- **BRIEF**
According to the pull request below, what test accuracy did the first --low-token MNIST bench reach?
** QUOTED PASSAGE follows **
Skip to content

fix(orchestrator): hard-enforce ZOTrainingCallback contract#59

Merged
SamPlvs merged 1 commit into
mainfrom
claude/recursing-einstein-73777c
Apr 27, 2026
Merged

fix(orchestrator): hard-enforce ZOTrainingCallback contract#59
SamPlvs merged 1 commit into
mainfrom
claude/recursing-einstein-73777c

Conversation

@SamPlvs
Copy link
Copy Markdown
Owner

@SamPlvs SamPlvs commented Apr 27, 2026

Summary

  • New resolve_active_experiment_dir() helper in src/zo/experiments.py — single source of truth for "where is the active Phase 4 experiment writing?". Both cli.py:watch_training and wrapper.py:_maybe_open_training_pane() consume it instead of hardcoding logs/training/.
  • Phase 4 gate now hard-fails when metrics.jsonl and training_status.json are missing alongside result.md. Missing artifacts surface in the gate rationale with the literal hint "ZOTrainingCallback not used".
  • model-builder.md reconciled: removed the contradictory log_dir="logs/training" example. specs/agents.md Section 3 updated to match.
  • 4 hooks in .claude/settings.json made cwd-tolerant so sub-agents running from delivery-repo cwd don't error on missing scripts.

Why

First --low-token MNIST bench completed at 98.83% test accuracy with zo watch-training rendering "Waiting for training to start…" the entire run. Investigation surfaced three stacked contract violations:

  1. model-builder.md had two contradictory paths. Phase 4 section pointed at .zo/experiments/<exp_id>/ via for_experiment(), but the prominent "Training Metrics Protocol REQUIRED" code example used log_dir="logs/training". Sonnet (low-token mode) ignored both and wrote vanilla PyTorch with a manual JSON dump to experiments/exp-001/results.json — a third path the agent invented.
  2. Consumers looked at the wrong path. Even if the agent had complied with Phase 4, both wrapper.py:530 and cli.py:2638 hardcoded <delivery>/logs/training/training_status.json, so the dashboard would still have been blank.
  3. The gate was aspirational. _finalize_experiments only checked result.md existence, not the actual ZOTrainingCallback artifacts. The phase passed despite the contract being bypassed.

PR-005 ("enforcement > aspiration") principle applies. PRIORS.md PR-035 captures the generalised lesson: aspirational agent contracts get ignored under sub-optimal models — hard gate enforcement is mandatory.

Test plan

  • +19 new tests across 4 classes:
    • TestResolveActiveExperimentDir (8) — running-preferred-over-complete, fallback-to-complete, skips-failed-and-aborted, etc.
** End of QUOTED PASSAGE **
** SUPPLIED DATA follows **
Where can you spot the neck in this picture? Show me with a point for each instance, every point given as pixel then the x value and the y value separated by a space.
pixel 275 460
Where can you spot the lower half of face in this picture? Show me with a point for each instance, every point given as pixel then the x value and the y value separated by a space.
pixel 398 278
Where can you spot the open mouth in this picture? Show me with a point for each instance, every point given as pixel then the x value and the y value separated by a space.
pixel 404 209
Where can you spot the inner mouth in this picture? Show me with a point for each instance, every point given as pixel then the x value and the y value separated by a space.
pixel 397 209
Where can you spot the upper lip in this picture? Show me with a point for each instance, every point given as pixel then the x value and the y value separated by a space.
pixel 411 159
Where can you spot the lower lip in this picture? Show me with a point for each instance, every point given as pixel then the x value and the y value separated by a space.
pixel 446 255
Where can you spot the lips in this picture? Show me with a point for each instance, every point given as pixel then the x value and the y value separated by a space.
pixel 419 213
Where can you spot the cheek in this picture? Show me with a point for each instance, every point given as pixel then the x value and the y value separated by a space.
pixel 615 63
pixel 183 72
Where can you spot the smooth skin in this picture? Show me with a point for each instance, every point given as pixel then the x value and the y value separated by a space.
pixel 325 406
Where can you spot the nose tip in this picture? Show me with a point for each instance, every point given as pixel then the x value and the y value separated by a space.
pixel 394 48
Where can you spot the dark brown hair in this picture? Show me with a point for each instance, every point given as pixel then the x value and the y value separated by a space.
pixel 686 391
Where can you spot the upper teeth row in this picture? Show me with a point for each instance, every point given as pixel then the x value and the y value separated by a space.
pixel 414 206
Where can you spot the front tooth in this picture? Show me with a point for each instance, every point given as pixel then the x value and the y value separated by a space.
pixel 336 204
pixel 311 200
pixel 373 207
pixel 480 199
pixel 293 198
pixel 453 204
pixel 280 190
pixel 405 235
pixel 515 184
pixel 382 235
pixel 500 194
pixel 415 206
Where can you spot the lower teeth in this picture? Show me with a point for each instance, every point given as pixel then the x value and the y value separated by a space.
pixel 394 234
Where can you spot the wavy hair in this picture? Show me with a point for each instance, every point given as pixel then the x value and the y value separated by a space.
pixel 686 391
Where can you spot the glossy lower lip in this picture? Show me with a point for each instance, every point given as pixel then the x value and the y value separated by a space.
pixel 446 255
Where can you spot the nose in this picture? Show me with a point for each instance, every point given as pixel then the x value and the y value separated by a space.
** End of SUPPLIED DATA **
** SUPPLIED DATA follows **
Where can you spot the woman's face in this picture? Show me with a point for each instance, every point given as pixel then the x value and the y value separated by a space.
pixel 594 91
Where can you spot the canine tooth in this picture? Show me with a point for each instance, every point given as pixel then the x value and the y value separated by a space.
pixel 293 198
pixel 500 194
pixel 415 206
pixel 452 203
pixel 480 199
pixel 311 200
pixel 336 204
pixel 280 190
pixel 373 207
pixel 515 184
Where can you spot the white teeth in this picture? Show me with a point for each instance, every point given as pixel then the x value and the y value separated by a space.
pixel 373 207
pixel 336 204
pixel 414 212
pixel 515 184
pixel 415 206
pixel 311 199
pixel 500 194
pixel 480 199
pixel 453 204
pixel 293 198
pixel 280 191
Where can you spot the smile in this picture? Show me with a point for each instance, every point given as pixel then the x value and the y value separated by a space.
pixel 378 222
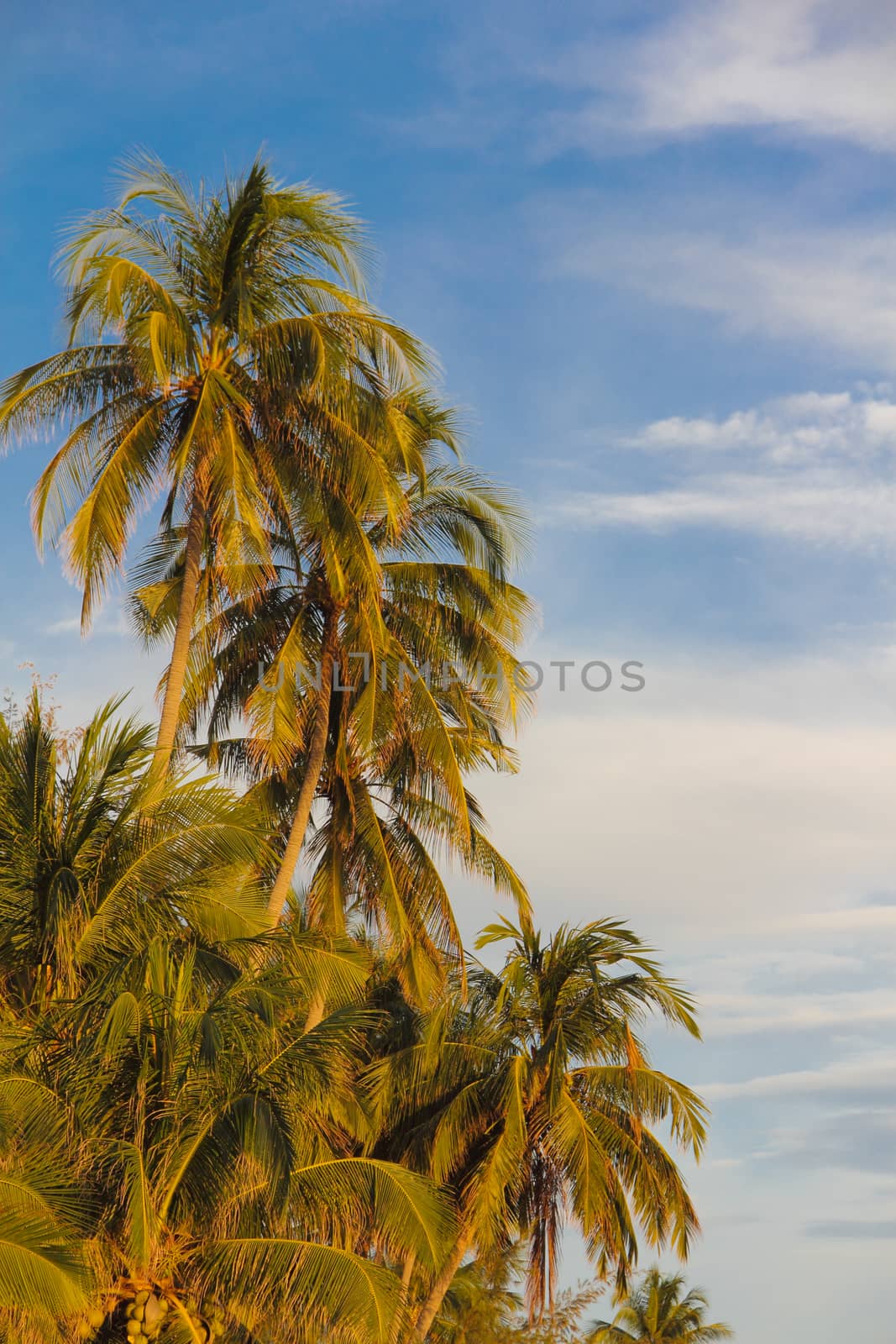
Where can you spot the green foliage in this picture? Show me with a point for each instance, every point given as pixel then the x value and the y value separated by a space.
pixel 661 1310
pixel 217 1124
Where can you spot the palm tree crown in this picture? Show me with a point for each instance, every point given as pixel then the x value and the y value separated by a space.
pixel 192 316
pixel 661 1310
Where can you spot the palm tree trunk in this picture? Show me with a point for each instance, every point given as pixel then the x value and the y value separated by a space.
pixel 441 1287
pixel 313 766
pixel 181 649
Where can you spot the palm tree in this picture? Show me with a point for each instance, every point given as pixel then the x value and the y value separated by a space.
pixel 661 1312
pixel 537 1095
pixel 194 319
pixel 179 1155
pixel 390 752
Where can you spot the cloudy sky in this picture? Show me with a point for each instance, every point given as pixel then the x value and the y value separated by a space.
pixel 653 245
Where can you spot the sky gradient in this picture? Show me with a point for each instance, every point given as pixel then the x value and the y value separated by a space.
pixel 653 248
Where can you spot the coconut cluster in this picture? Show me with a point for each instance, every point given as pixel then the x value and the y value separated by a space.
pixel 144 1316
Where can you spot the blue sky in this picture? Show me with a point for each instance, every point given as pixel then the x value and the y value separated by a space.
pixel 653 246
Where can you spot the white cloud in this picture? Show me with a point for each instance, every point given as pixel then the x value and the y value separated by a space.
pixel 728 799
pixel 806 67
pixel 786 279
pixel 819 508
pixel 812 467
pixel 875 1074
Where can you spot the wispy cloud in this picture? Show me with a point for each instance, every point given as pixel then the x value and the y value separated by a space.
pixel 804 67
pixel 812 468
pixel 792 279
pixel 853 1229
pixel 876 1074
** End of SUPPLIED DATA **
- **TASK OUTPUT**
98.83%